** TASK TO CARRY OUT **
Set down again, without alteration, the lines of the items below, starting at the line containing "Exercise. For every instance of the black" and ending at the line containing "[(110, 110), (33, 210)]", with both of those lines included.
--- RECORD EXCERPTS ---
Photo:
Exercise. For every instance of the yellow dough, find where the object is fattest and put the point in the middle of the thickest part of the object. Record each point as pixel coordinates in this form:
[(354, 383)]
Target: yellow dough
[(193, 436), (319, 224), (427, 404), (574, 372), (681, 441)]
---
--- RECORD EXCERPTS ---
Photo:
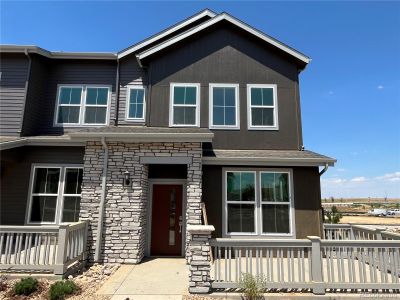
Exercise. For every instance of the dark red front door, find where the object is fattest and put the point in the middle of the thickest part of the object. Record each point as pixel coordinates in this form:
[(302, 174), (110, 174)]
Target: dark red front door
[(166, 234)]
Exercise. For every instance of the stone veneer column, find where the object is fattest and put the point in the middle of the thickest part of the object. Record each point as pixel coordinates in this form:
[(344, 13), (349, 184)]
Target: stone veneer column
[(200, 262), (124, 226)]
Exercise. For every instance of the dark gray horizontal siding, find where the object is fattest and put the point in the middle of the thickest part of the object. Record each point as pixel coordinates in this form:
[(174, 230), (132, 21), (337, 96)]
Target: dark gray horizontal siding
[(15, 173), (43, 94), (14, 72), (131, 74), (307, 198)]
---
--- RECORD EXCERPTS ---
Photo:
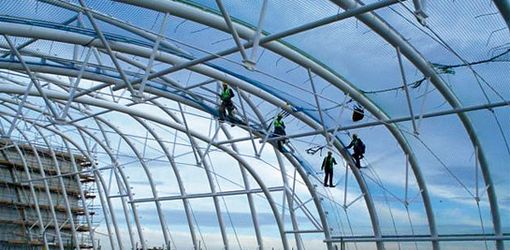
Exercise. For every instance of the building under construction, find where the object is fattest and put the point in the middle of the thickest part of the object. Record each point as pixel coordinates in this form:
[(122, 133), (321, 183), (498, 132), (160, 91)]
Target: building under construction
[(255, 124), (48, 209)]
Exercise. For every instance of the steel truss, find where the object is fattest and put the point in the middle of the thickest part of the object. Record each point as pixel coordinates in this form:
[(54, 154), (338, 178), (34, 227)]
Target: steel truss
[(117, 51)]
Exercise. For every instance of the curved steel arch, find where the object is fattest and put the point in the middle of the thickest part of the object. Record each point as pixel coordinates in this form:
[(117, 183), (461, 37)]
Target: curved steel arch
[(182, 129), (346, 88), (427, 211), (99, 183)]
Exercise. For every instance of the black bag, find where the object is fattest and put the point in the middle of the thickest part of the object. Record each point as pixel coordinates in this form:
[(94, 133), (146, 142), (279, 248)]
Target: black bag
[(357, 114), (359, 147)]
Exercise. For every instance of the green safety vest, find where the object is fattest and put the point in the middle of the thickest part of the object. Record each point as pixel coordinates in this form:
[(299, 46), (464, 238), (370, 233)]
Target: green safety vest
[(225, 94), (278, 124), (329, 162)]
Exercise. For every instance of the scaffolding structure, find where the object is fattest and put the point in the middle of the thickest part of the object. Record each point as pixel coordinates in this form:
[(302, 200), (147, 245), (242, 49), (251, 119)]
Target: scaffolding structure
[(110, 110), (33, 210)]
---
** WRITTEN SOLUTION **
Exercise. For every instance of the black bag, find where the object is fattest and put the point in the middle of the thickest part of the object. Record each point as pixel coordinates in this form:
[(94, 133), (146, 142), (279, 248)]
Target: black bag
[(357, 114), (359, 147)]
Exercise. For every instance of the green safety vest, find where the object is fattest and put the point in the middle of the thickest part of the object. Record each point as pixel coordinates in this form:
[(299, 46), (464, 238), (370, 233)]
Target: green safety vest
[(225, 94), (278, 124), (329, 162)]
Exercise. For every instance of the scaffolding structure, find where the object is fattest and put the point in the middle of the thickest part of the object. Record each point as pixel coordinates in this form:
[(302, 200), (147, 245), (242, 49), (251, 119)]
Target: scaffolding structure
[(110, 110), (33, 210)]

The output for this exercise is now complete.